Required task: Copy out each of the following records word for word, keeping every line unchanged.

Supplied information:
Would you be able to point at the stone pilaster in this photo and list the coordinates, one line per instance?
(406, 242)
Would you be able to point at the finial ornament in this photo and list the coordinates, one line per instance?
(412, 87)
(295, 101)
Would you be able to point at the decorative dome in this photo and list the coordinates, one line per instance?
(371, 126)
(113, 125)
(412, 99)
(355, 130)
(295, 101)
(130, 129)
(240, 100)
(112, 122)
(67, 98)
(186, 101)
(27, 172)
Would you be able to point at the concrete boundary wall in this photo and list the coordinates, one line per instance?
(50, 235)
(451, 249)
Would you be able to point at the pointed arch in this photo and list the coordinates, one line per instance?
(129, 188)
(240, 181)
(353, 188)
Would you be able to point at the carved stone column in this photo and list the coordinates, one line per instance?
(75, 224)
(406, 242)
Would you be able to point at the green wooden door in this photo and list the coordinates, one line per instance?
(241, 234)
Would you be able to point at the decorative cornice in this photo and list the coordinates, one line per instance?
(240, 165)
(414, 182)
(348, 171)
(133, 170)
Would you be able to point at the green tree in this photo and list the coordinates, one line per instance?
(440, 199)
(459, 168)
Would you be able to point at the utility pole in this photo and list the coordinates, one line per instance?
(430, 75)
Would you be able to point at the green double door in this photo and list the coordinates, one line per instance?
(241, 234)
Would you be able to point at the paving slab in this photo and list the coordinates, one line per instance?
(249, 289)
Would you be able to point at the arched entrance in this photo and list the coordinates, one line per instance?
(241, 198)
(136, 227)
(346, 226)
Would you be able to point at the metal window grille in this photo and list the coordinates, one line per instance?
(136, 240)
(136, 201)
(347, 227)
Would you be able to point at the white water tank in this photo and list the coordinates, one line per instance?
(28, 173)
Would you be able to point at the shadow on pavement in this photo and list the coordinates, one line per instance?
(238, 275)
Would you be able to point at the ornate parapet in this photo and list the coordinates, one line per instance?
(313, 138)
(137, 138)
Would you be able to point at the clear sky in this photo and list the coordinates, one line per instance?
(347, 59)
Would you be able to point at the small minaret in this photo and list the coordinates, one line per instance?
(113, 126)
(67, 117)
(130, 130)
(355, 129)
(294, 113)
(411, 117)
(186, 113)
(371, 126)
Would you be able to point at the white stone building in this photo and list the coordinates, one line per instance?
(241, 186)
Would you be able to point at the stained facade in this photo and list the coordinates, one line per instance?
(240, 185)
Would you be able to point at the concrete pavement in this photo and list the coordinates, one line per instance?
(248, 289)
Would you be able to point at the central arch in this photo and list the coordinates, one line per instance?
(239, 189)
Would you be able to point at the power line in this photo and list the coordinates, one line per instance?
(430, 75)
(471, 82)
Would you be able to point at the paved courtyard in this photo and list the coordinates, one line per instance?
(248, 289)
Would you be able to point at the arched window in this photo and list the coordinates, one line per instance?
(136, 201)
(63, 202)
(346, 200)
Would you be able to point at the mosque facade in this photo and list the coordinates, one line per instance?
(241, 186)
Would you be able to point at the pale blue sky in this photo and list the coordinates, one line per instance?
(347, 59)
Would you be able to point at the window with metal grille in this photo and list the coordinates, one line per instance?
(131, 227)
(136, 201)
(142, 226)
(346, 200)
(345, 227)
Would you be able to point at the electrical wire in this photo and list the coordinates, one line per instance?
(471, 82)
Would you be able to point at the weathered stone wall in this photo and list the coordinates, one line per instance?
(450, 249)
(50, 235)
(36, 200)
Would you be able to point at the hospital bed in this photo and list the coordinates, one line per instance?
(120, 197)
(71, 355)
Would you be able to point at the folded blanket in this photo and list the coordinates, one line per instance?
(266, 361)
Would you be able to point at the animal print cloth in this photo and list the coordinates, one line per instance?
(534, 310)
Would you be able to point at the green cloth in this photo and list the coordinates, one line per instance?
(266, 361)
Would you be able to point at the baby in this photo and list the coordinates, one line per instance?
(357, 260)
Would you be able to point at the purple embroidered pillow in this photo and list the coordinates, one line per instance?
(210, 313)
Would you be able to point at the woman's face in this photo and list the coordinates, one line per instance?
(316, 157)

Answer:
Would you be able to point at the stone pilaster in this photo and list the coordinates, one line per instance?
(406, 242)
Would you be able to point at the finial ornament in this photo and list the coordinates, one line per instance?
(412, 87)
(295, 101)
Would you be able to point at the decorative dome in this photo and list the coordinates, one line per instance?
(371, 126)
(113, 125)
(412, 99)
(355, 130)
(295, 101)
(130, 129)
(240, 100)
(112, 122)
(67, 98)
(186, 101)
(27, 172)
Would you be able to point at the concrete boundary wall in this photo and list the coordinates, one line per instance?
(50, 235)
(451, 249)
Would you be able to point at the pointed arch in this photo and list the coordinates, one line per instance?
(129, 188)
(240, 181)
(353, 188)
Would you be able to point at the carved stone column in this photo and list the coordinates, one line per instance?
(75, 224)
(406, 242)
Would you be able to point at the green wooden door in this photo and list the coordinates, one line per instance?
(241, 234)
Would you be able to point at the decorative cornice in this photo and list the coordinates, one line per instance?
(240, 165)
(414, 182)
(348, 171)
(133, 170)
Would you be able to point at the green tree in this photo and list the coordinates, one line per instance?
(440, 199)
(459, 168)
Would you be able to point at the utility pole in this photo and list the coordinates, one line per instance?
(430, 75)
Would you be able to point at the green double door in this photo and list the coordinates, one line per instance?
(241, 234)
Would you be able to point at the paving slab in this photo and list the coordinates, one line per instance?
(249, 289)
Would you be able to point at the arched entrance in this photo and list the coordinates, one line per instance?
(241, 198)
(136, 227)
(346, 226)
Would you be able to point at the metal window grille in this photo and list the coordinates, one line per instance?
(136, 240)
(136, 201)
(347, 227)
Would you be able to point at the white water tank in this photo and list the coordinates, one line per instance?
(28, 173)
Would you be able to point at the shadow on pavement in this photo and list the coordinates, one line per instance?
(238, 275)
Would you be able to point at the ornate parapet in this photo and list the coordinates, one line per instance?
(313, 138)
(137, 138)
Would you be able to point at the clear sky in this photo and list the coordinates, one line per instance?
(347, 59)
Would you be able to point at the small minaret in this photo and list the coordinates, one line per instance?
(113, 126)
(67, 117)
(130, 130)
(355, 129)
(294, 113)
(411, 117)
(186, 113)
(371, 126)
Would you be able to point at the white stone building in this photo and list the coordinates, one line per instance?
(241, 186)
Would you be able to point at the stained facade in this photo and list the coordinates, one line per instance?
(240, 185)
Would you be able to point at the concrete pavement in this photo and list the coordinates, one line per instance?
(248, 289)
Would you be able to point at the central arch in this photo and list the coordinates, one line per instance?
(239, 189)
Would you be able to point at the power line in this photo and list the coordinates, one line per instance?
(430, 75)
(471, 82)
Would you be able to point at the paved courtyard in this photo and list the coordinates, one line per instance?
(248, 289)
Would you be able to point at the arched window in this photo and list the coordinates, one line per instance?
(136, 201)
(63, 202)
(346, 200)
Would you be able to point at the mosque facade in this photo and list the coordinates, one line per instance?
(241, 186)
Would you be able to point at the pale blue sky in this photo and list the coordinates, one line per instance?
(347, 59)
Would you be able to point at the window with metal grille in this photo and list the coordinates, one line per instance?
(131, 227)
(136, 201)
(142, 226)
(346, 200)
(345, 227)
Would you be able to point at the electrical wire in this photo and list the coordinates, one line per instance?
(471, 82)
Would you be able to point at the weathered stone wall in this photo and list the coordinates, one line per instance?
(450, 249)
(50, 235)
(36, 200)
Would you be able to point at the hospital bed in this photo and list the coordinates, one line per instance?
(120, 197)
(71, 355)
Would you be able to point at the folded blanket in this photo and list the coordinates, one line per instance?
(266, 361)
Would you be able to point at the animal print cloth in this photo and list the coordinates, one line per instance?
(534, 310)
Would you be able to point at the green cloth in this photo and list the coordinates, one line per instance?
(266, 361)
Would you be able to point at the baby in this photo and list the coordinates, one line per instance?
(357, 260)
Would you be able to point at the purple embroidered pillow in this photo and list the coordinates, one line per instance?
(210, 313)
Would you be able to point at the woman's face in this photo and list the coordinates, one line per instance?
(316, 157)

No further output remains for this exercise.